__TEXT PASSAGE__:

· · · · · · ·

Chronicles: A Magazine of American Culture typically features a column called “What the Editors Are Reading.” In September’s issue, corresponding editor William Murchison looks at journalist Walter Lippmann’s Essays in the Public Philosophy, first published in 1955. There Lippmann wrote, “If what is good, what is right, what is true, is only what the individual ‘chooses’ to ‘invent,’ then we are outside the traditions of civility. We are back in the war of all men against all men.”

Have we reached that point? Have the ideas of postmodernism so thoroughly saturated our culture that the very idea of the “traditions of civility” is wearing a toe tag in the morgue?

Unfortunately, the answer to that question appears to be yes. With few exceptions, our culture has murdered the idea of objective truth, leaving us unable to agree on what is good, right, or true, even as regards fundamental issues. Most of us, for example, oppose child abuse, but some critics have applauded the lewd film “Cuties” with its sexualized adolescents, and we tell children who are too young to vote, drive a car, or drink a beer that they can decide to change their gender.

Facts have also taken a nosedive in our society. Look, for instance, at COVID-19. Were the lockdowns necessary? What is the actual death rate from the virus? Why are we still wearing masks? Has the fallout from this policy been more deadly than the virus?

· · · · · · ·

Continue the column on Lippmann and the loss of the "traditions of civility," starting after its last sentence.

__SOURCE MATERIAL__:

· · · · · · ·

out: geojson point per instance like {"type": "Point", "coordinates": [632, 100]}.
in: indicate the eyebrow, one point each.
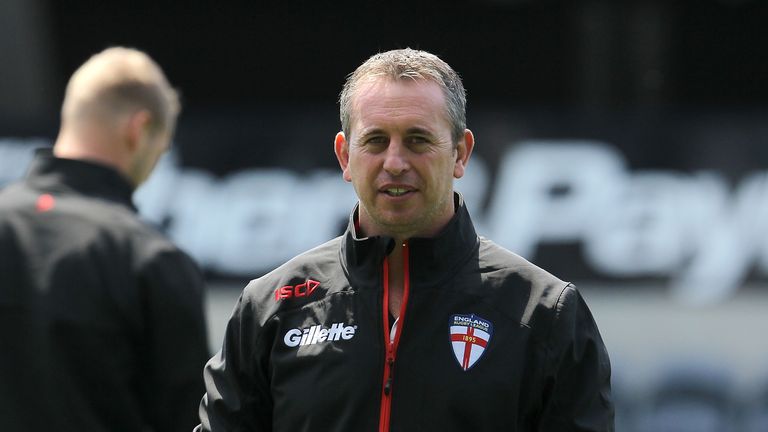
{"type": "Point", "coordinates": [409, 131]}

· · · · · · ·

__WRITTEN ANSWER__:
It’s almost impossible to answer such questions objectively, because instead of sticking to facts, we made the virus a political and emotional tennis ball. Oppose closing schools, for example, and you risk being called a murderer.

Because we have dumped the good, the right, and the true, our political landscape is now a battlefield of hatred, denigration, violence, and, increasingly, murder. These battles occur closer to home as well. Many readers know of families broken apart by politics, or of friends lost due to support for a certain candidate or policy.

This vicious political animosity is new in modern American life. When I was a kid, my mother, a Republican, and her good friend, a Democrat, met at the voting station in Boonville, North Carolina to cast their ballots for Goldwater and Johnson. They smiled at each other, and then Mary Lou said, “Well, let’s go inside and cancel each other’s votes.”

How distant that cordiality seems.

And how fast we reached the point where visceral hatred for the opposition now sits in the driver’s seat of American politics.

More and more bloggers, journalists, and even politicians are predicting – some of them even encouraging – civil unrest in this fall’s election, even civil war. Google “election 2020 civil war,” and you will find dozens of commentators from the left and the right speculating about that possibility.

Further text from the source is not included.